I can climb fairly hard in my local gym which is new and all holds are high friction, but whenever I go to my friends local that is plastered with worn and greasy low friction holds my grade is knocked down at least 2 grades. This applies outdoors too - ie grit as to soft sandstone.

Any tips, training advice for climbing on low friction holds appreciated...

 ebdon 21 Nov 2018
In reply to yoshi.h:

I'm pretty sure grit is about as high friction as you get!

OP yoshi.h 21 Nov 2018
In reply to ebdon:

> I'm pretty sure grit is about as high friction as you get!

Ye! As in I was trying to get at grit=high friction, soft sandstone=low friction

 krikoman 21 Nov 2018
In reply to yoshi.h:

> Any tips, training advice for climbing on low friction holds appreciated...

Climb more on low friction stuff, you adjust, but it's not really surprising there's a difference, because there is.

OP yoshi.h 21 Nov 2018
In reply to krikoman:

> Climb more on low friction stuff, you adjust, but it's not really surprising there's a difference, because there is.

If I could that's what I'd do. I was looking for general advice I could implement at my local wall since that's where I do 80% of my climbing.

▶ **MATERIAL SUPPLIED**:
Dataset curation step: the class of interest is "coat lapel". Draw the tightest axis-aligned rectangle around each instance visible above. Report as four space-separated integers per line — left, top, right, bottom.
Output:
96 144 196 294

* * *

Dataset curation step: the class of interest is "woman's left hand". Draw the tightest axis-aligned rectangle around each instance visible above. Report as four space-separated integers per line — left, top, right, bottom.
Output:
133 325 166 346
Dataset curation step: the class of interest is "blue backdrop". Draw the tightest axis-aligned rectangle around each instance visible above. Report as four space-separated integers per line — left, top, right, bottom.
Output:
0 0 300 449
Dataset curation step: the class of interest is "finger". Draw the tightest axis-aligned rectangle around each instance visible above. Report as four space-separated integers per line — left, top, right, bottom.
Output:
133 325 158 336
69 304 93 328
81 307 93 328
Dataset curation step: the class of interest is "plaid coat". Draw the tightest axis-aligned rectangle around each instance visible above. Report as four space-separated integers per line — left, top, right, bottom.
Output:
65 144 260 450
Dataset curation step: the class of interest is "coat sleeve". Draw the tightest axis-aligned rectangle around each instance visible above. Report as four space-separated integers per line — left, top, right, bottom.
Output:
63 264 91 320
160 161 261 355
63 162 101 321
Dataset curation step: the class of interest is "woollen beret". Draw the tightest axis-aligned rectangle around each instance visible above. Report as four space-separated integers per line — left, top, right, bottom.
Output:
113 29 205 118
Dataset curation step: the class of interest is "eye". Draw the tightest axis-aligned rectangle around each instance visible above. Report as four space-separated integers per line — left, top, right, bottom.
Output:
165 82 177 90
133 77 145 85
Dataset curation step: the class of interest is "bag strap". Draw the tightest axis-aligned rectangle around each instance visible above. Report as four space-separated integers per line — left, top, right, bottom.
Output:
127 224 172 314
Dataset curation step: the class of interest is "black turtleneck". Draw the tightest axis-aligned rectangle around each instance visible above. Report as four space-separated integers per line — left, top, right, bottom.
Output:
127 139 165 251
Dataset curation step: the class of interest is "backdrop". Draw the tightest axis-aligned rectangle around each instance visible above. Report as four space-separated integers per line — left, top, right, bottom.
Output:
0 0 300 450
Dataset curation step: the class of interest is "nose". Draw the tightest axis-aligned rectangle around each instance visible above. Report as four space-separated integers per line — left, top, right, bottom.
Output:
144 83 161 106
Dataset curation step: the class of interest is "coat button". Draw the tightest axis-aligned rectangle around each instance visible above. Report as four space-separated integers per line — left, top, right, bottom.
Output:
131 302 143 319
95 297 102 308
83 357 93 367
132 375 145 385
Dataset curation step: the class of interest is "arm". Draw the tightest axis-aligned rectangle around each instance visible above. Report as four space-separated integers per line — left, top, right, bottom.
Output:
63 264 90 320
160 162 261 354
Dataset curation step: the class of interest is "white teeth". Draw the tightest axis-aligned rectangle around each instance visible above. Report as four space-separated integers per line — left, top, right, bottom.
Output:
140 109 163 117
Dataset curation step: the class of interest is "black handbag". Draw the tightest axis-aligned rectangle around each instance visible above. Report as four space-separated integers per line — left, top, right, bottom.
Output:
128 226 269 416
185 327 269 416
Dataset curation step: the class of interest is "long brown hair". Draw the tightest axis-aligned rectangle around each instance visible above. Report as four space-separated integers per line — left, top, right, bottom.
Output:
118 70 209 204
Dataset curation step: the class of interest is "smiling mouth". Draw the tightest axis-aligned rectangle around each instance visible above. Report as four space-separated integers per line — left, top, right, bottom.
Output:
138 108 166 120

--

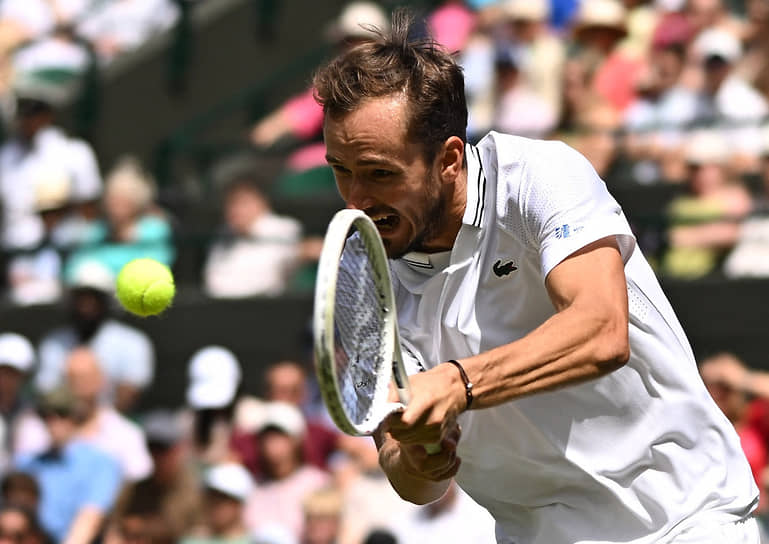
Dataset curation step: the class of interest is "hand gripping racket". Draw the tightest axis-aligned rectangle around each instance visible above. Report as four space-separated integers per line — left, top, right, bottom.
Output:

▶ **CHALLENGES**:
**A.** In the climbing thread, how much of the original poster's climbing takes place at their local wall?
**B.** Please carry the climbing thread on past its last post, adding the replies that come next.

▶ **ANSWERS TO THE PROBLEMS**:
**A.** 80%

**B.**
 Luke90 21 Nov 2018
In reply to yoshi.h:

It might not be just about dirty holds. Other factors could include:

  • One or both walls are grading too soft/too harshly
  • You're not used to the style of routes at the less familiar wall
  • One wall could be longer than the other and the balance of strength/stamina you've developed doesn't suit the less familiar venue

I don't think there are any specific techniques applicable to dirty holds, apart from maybe cleaning them.

1
OP yoshi.h 21 Nov 2018
In reply to Luke90:

> It might not be just about dirty holds. Other factors could include:

> One or both walls are grading too soft/too harshly

> You're not used to the style of routes at the less familiar wall

> One wall could be longer than the other and the balance of strength/stamina you've developed doesn't suit the less familiar venue

No - it's more about specific moves I am capable of doing when the grip is good vs not.

> I don't think there are any specific techniques applicable to dirty holds, apart from maybe cleaning them.

Not sure if you can make that excuse on sandstone...

 pec 21 Nov 2018
In reply to yoshi.h:

Maybe you could get hold of some ancient sh*tty rock shoes like a pair of EBs from the 70's and try and climb in them?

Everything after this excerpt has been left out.